Mit ganz anderem Nachdruck als vordem gruppiert sich nunmehr das Geschehen um die politische Aktion. Abgesehen von zwei Szenen, ist Schauplatz die Burg des Königs. Diese Wendung rechtfertigt sich nicht allein durch einen sehr viel strafferen Aufbau der Handlung, sondern bewährt sich besonders glücklich in der Darstellung des Aufstands, der für den Zuschauer etwas von dem Gesicht einer Palastrevolte erhält, und damit dem »in der Atmosphäre dem siebzehnten« Jahrhundert verwandten Ablauf dieses Geschehens sich sicherer einfügt als vorher. In der Verschwörung, auf die es hinausläuft, durchdringen sich das politische und das eschatologische Element. Mit diesem Widerspiel ergriff der Dichter ein Ewiges, Providentielles aller Revolution. Wie denn vielleicht ewige politische Konstellationen kaum je in neuere Geschichte bleibender, bewußter als in ihr siebzehntes Jahrhundert sich prägten. Die Macht jedoch, die von Gewalttätigen und Schwarmgeistern getragen wird, behielt mit ihrem schwärmerischen Führer, dem Kinderkönig, in der ersten Fassung das letzte Wort, während in der zweiten die Landsknechtsfigur, Olivier, am Ende als Befehlender dasteht. Das macht: Sigismund selber hat die Figur des Kinderkönigs in sich aufgenommen. Der Zwiespalt, der ihn wollen und nichtwollen ließ, ist vom Dichter geschlichtet, und jetzt erst tritt mit ganzer Bedeutung heraus, was er seinem Meister, dem Lenker der Revolte und dem Wegbereiter seiner Herrschaft, zu sagen hat: »Du hast mich ins Stroh gelegt wie einen Apfel, und ich bin reif geworden, und jetzt weiß ich meinen Platz. Aber der ist nicht dort, wohin du mich haben willst.« Nicht im Kriegslager und als Herr über Truppen und Fürsten stirbt Sigismund, sondern als Wanderer an der Landstraße, die da in »ein weites offenes Land« führt. »Es riecht nach Erde und Salz. Dort werde ich hingehen.«
Wenn im Verscheiden über seine Lippen die Worte: »Mir ist viel zu wohl zum Hoffen« kommen, was heißt das anderes als Hamlets: »In Bereitschaft sein ist alles. Da kein Mensch weiß, was er verläßt, was kommt darauf an, frühzeitig zu verlassen?« Daher ist es vielleicht nicht voreilig, den dichterischen Raum, den diese beiden Versionen des »Turms« erfüllen, von den gleichen Kräften durchwaltet zu denken, die die blutige Fatalität des vorshakespearischen Dramas in die Welt der christlichen Trauer wandeln, die im »Hamlet« begründet ist. Der große Dichter darf in der Spanne weniger Jahre inneren Notwendigkeiten der Formen und Stoffe gerecht werden, die im Ursprung Jahrzehnte brauchten, sich zu erfüllen.

Erfasste Daten
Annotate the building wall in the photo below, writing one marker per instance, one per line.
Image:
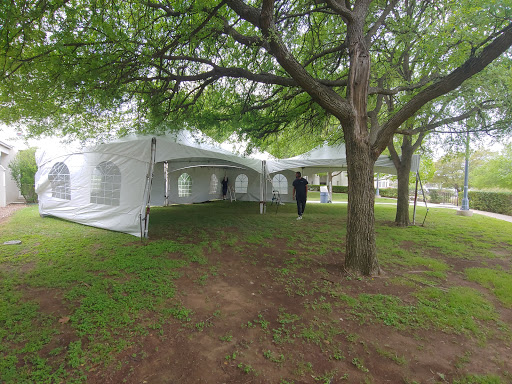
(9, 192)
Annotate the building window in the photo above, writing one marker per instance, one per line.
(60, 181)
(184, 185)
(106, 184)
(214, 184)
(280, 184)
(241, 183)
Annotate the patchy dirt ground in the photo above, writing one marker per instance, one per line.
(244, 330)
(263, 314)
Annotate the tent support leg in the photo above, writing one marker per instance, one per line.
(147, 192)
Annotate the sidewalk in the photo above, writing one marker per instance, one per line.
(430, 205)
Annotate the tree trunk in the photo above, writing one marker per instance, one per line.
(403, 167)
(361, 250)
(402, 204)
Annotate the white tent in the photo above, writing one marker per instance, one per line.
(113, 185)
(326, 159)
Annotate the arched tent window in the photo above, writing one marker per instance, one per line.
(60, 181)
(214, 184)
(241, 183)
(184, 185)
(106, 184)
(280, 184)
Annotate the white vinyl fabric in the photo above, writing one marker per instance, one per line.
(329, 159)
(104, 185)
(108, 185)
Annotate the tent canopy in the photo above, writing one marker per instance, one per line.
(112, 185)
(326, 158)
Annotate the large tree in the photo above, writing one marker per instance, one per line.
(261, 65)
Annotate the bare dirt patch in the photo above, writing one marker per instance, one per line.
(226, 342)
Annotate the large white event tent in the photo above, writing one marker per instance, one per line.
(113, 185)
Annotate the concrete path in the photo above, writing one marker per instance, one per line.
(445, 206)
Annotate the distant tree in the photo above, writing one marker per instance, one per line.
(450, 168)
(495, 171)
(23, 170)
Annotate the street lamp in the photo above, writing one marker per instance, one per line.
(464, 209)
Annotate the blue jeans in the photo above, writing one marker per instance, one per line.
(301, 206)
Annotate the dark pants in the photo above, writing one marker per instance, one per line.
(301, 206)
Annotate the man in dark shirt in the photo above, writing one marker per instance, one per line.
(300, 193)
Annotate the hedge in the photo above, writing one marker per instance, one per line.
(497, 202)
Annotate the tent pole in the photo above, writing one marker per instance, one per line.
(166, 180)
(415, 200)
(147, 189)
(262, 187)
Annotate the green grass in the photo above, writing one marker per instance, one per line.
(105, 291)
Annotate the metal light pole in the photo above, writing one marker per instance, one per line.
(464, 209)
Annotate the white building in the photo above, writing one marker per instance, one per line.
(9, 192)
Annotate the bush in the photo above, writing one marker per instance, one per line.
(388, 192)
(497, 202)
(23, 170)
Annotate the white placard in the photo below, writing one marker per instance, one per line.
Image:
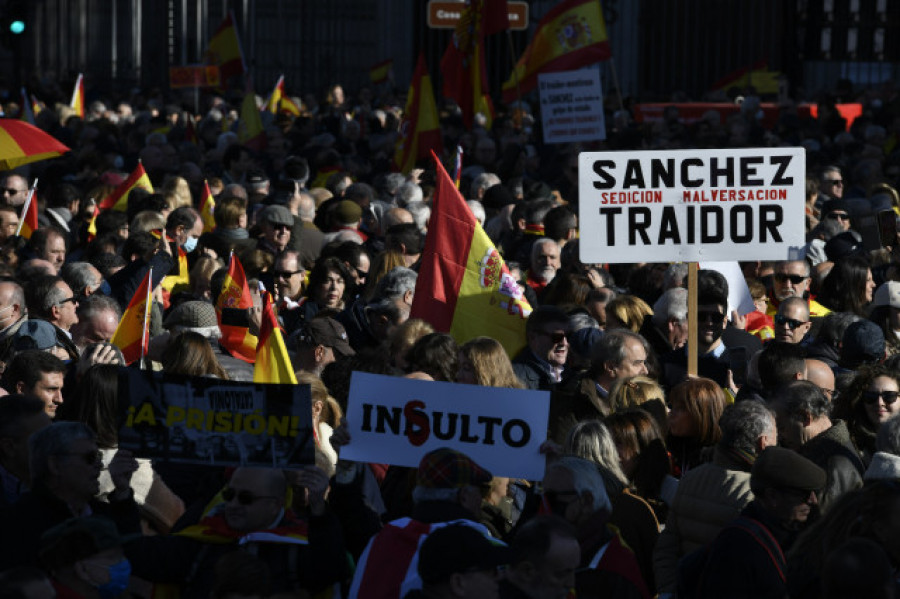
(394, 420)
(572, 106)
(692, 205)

Aufgaben und Übungen
**A)** Nenne alle Figuren, die im Quellenauszug mit einem Eigennamen genannt werden.
**B)** Übersetze den Satz »In der Verschwörung, auf die es hinausläuft, durchdringen sich das politische und das eschatologische Element.« aus dem Quellenauszug ins Englische.

Nummerierte Lösungen
**A)** Sigismund, Olivier, Hamlet

**B)** In the conspiracy toward which it all leads, the political and the eschatological elements interpenetrate.